:: Supplied entries

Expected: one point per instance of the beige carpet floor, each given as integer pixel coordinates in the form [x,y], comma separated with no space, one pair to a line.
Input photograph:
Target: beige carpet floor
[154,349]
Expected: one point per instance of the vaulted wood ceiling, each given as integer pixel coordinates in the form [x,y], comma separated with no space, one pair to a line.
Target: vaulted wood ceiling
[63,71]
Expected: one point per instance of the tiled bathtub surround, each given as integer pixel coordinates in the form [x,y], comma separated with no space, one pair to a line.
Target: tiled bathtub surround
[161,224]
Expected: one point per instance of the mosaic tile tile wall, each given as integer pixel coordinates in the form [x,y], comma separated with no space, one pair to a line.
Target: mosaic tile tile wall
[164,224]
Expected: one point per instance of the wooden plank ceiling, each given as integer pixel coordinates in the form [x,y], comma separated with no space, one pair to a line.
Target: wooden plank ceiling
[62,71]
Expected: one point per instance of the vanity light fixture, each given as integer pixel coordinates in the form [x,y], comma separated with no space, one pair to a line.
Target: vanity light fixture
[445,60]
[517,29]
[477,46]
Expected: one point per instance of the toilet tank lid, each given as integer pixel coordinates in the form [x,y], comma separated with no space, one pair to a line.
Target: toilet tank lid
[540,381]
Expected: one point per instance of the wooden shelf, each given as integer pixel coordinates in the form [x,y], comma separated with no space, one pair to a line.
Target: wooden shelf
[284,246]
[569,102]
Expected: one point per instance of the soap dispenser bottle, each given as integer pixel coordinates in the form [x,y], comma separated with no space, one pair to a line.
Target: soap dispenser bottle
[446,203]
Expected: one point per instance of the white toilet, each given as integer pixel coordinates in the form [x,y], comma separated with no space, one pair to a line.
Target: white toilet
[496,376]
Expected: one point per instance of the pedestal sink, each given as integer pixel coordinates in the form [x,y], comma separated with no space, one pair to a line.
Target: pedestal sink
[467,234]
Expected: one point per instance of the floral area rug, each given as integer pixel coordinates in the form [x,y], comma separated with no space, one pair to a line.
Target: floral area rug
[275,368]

::::

Task description: All of the entries must be quoted exactly; please include each one.

Solution for this task:
Expected: one point per instance of the beige carpet floor, each given as integer pixel coordinates in the form [x,y], comma separated with no space, one pair to a line.
Input photograph:
Target: beige carpet floor
[154,349]
Expected: one point per instance of the vaulted wood ceiling, each given as integer pixel coordinates in the form [x,y], comma separated with no space, one pair to a line.
Target: vaulted wood ceiling
[63,71]
Expected: one point per instance of the tiled bathtub surround, each given as integer pixel coordinates in the form [x,y], comma separated with no space, one pair to a line.
Target: tiled bathtub surround
[161,224]
Expected: one point per instance of the mosaic tile tile wall, each given as integer pixel coordinates in the form [x,y], comma separated with no space, one pair to a line.
Target: mosaic tile tile wall
[164,224]
Expected: one point per instance of the wooden plank ceiling, each given as integer pixel coordinates in the form [x,y], comma separated with no space, one pair to a line.
Target: wooden plank ceiling
[62,71]
Expected: one point per instance of the vanity light fixture, each given as integer pixel coordinates in the form [x,y], comma separated with no space, one pair to a line.
Target: vanity light fixture
[445,60]
[517,29]
[477,46]
Expected: one point per instance of the toilet tank lid, each given as integer pixel coordinates in the form [x,y], comma separated with no space, one pair to a line.
Target: toilet tank lid
[540,381]
Expected: one point per instance of the wooden shelf, each given as integer pixel coordinates in the form [x,y], comma separated with no space, one pair to a line.
Target: wooden shelf
[284,246]
[569,102]
Expected: one point per instance of the soap dispenser bottle, each given as integer pixel coordinates in the form [x,y], comma separated with no space, one pair to a line.
Target: soap dispenser bottle
[446,203]
Expected: one point per instance of the white toilet, each given as integer pixel coordinates in the form [x,y], comma separated with no space, one pair to a line.
Target: white toilet
[496,376]
Expected: one point per instance of the pedestal sink, each given as integer pixel coordinates in the form [x,y], comma separated with no space, one pair to a line.
Target: pedestal sink
[467,234]
Expected: one point per instance of the floral area rug, each given as integer pixel coordinates in the form [x,y], comma separated with no space, one pair to a line.
Target: floral area rug
[275,368]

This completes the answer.